((
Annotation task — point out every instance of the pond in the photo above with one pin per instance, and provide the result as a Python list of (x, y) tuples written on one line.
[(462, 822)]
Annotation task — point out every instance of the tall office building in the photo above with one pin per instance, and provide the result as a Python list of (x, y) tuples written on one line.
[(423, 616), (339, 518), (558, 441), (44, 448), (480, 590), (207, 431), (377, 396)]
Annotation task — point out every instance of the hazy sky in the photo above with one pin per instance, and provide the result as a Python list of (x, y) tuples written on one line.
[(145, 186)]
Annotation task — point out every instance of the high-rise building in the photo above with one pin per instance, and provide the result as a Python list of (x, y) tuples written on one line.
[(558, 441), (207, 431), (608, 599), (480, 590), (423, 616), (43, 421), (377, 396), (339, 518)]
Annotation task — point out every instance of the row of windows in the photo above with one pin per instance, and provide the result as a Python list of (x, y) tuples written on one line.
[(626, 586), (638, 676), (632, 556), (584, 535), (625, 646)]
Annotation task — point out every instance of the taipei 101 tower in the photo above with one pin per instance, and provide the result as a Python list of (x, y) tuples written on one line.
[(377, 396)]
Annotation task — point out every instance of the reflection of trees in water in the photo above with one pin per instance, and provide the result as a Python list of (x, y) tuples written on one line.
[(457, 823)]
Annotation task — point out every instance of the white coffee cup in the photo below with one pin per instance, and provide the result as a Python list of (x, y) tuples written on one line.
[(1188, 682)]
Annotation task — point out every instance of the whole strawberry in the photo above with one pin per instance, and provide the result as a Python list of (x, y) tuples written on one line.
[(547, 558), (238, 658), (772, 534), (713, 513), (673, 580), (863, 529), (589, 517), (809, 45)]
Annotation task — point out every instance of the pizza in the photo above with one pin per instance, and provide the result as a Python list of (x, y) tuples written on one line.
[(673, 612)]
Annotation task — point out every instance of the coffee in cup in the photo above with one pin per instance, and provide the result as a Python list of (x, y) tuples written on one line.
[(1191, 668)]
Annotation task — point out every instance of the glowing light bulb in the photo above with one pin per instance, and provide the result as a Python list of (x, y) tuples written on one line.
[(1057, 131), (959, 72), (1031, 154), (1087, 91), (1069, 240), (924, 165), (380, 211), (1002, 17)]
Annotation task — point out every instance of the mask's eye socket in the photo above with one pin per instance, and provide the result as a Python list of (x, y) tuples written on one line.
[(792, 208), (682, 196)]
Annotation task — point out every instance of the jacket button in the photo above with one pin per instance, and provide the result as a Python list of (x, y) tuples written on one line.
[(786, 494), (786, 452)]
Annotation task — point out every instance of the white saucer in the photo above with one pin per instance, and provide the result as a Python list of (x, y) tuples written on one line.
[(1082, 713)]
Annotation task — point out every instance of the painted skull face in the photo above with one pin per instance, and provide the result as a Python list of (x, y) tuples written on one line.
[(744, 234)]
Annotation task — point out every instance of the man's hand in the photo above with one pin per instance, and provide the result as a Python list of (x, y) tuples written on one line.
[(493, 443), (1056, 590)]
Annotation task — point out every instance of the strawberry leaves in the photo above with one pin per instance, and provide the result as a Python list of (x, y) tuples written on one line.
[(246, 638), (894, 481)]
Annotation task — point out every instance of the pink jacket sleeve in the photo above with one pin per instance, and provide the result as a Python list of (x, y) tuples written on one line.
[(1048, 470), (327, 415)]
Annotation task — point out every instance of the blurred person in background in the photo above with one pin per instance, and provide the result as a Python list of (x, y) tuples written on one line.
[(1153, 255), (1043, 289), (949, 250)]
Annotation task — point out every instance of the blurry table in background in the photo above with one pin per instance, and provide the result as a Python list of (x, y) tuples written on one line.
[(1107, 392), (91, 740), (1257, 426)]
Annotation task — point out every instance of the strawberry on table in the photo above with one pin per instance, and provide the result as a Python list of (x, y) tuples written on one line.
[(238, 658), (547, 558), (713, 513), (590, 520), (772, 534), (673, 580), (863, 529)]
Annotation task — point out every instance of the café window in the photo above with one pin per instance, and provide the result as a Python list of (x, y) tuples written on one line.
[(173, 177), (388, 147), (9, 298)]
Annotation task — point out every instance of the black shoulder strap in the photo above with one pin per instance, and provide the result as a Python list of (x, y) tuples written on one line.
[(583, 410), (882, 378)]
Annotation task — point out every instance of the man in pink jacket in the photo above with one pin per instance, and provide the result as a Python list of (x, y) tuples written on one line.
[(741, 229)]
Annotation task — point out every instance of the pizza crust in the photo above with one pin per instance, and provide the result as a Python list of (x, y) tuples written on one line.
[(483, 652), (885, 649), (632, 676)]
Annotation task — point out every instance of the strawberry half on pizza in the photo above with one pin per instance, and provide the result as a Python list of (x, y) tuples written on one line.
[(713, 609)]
))
_What to work on_. Extract every line of the material above verbatim, leaving each one unchanged.

_Solved problem_.
Annotation task — point out every instance of the pond in the photo above with one pin per instance, and provide the result as a Python list of (x, y) tuples written on one line.
[(462, 822)]
Annotation task — point out every instance of the tall office building in the photo above with one pin per instance, and provide the result as a Python list of (x, y) tuples written on one line.
[(423, 616), (339, 518), (558, 441), (44, 448), (480, 590), (207, 431), (377, 396)]
Annotation task — point out every instance of the hazy sky in the photo above with one pin per instance, and provide the result as a Python list of (x, y) tuples written on one line.
[(145, 186)]
Annotation task — point out every instance of the high-rise building in the photo above with one pin per instance, and provide the result as a Python list of (x, y) tuples written on one line.
[(558, 441), (207, 431), (608, 599), (480, 590), (423, 616), (43, 421), (377, 396), (339, 518)]
Annotation task — point out every instance of the row of windows in the photo above with one pin per instance, and provide the result as a Python list of (x, y) tuples written on one line.
[(626, 586), (638, 676), (632, 556), (584, 535), (625, 646)]
Annotation task — point out every instance of the taipei 101 tower in the photo above with one pin per instance, and provide the result as a Python list of (x, y) tuples written on one line.
[(377, 396)]
Annotation task — point out every instance of the reflection of trees in water in the photo above with one pin per instance, and provide the result as a Python list of (x, y) tuples written on one line.
[(457, 823)]
Annotation task — point out every instance of the white coffee cup in the photo below with one pin per instance, and provide the result as a Python list of (x, y) tuples written on one line.
[(1188, 682)]
Annotation task — point out every instance of the whole strawberry in the photo above with one pin per instance, and provide the result as a Python list of (x, y) tuples written on one line.
[(547, 558), (238, 658), (772, 534), (713, 513), (673, 580), (863, 529), (589, 517), (809, 45)]
Annotation task — point out every instance of the pizza in the photo above with one pin per instance, and provide the result as a Python list of (x, y) tuples written on one line.
[(673, 612)]
Annotation task — point out every instance of the coffee in cup in the photo above with one pin per instance, and provide the result as a Python list of (x, y) tuples written on one line.
[(1191, 668)]
Annotation task — point out every instance of the glowing light bulb in the photo above with one pin per instance, and provide the result as a Python list of (x, y) tuples written on one line.
[(1057, 131), (959, 72), (1031, 154), (1087, 91), (1069, 240), (924, 165), (380, 211), (1002, 17)]
Annotation task — point out every instance of the mask's eye socket in the photo above with one pin per instance, and provide the result as a Python list of (x, y) tuples written on one line.
[(792, 208), (682, 196)]
Annotation task — point out every instance of the jacket button in the photo above with one pin per instance, and provide the result as a Python list of (x, y) tuples written on one line.
[(786, 494), (786, 452)]
Annotation task — point out every instance of the white saucer in the photo above with one pin per instance, and provide the result as a Python list of (x, y) tuples written on one line.
[(1082, 713)]
Annotation task — point out every instance of the painted skull face in the photo above with one pin per instance, and provide the result as a Python list of (x, y) tuples written on one line.
[(744, 234)]
Annotation task — point out every instance of the man's hand in the photo above with one pin per instance, and provide the result as a Python list of (x, y) tuples written on one line.
[(493, 443), (1056, 590)]
Annotation task — point out every instance of the strawberry leaves in the photo above with one pin per instance, and provide the result as a Python list of (x, y) tuples written on one line.
[(246, 638), (894, 481)]
Annotation task — point out every instance of the pink jacket sleeve in the photo above with one pin per instance, and provide the result as a Python list of (x, y) tuples written on one line.
[(1048, 470), (327, 415)]
Annotation task — point out every instance of the blurred person in background in the photo above with one pin per instance, and provide the result as a Python list of (x, y) tuples written on one line.
[(1153, 255), (1043, 289), (949, 250)]
Annotation task — point out every instance of the blurry table in background in the photo above with one pin per instance, and provide the result as a Python list of (x, y) tuples written on one line.
[(1107, 392), (91, 740), (1257, 426)]
Annotation task — point out every instance of the strawberry on table in the photo above with one pin per instance, and provide the result as a Python list of (x, y) tuples written on one line.
[(238, 658), (547, 558), (713, 513), (590, 520), (772, 534), (673, 580), (863, 529)]
Annotation task — point out every instance of the café window in the photo above with one pin per instance, and provide the result as a Python list of (x, y) tuples written on one line.
[(173, 177), (388, 147), (9, 298)]
Annotation task — point out every instance of the black shoulder strap in the photo above with one pin per instance, and provide the result as a Python list of (x, y) tuples written on one line.
[(583, 410), (882, 378)]
Annotation task — point out every instance of the man in pink jacket in the photo above with one pin per instance, and provide the result as a Python list of (x, y) tuples written on one line.
[(741, 229)]
Annotation task — point out every instance of the pizza crust in the photo above with one pin per instance, and provide the result as a Python list of (x, y) tuples written on one line.
[(483, 652), (885, 649), (632, 676)]
Annotation task — point out every instance of the strawberry half on pizza in the photo above with one pin per instance, and provide the result as a Python list of (x, y) tuples written on one line.
[(713, 609)]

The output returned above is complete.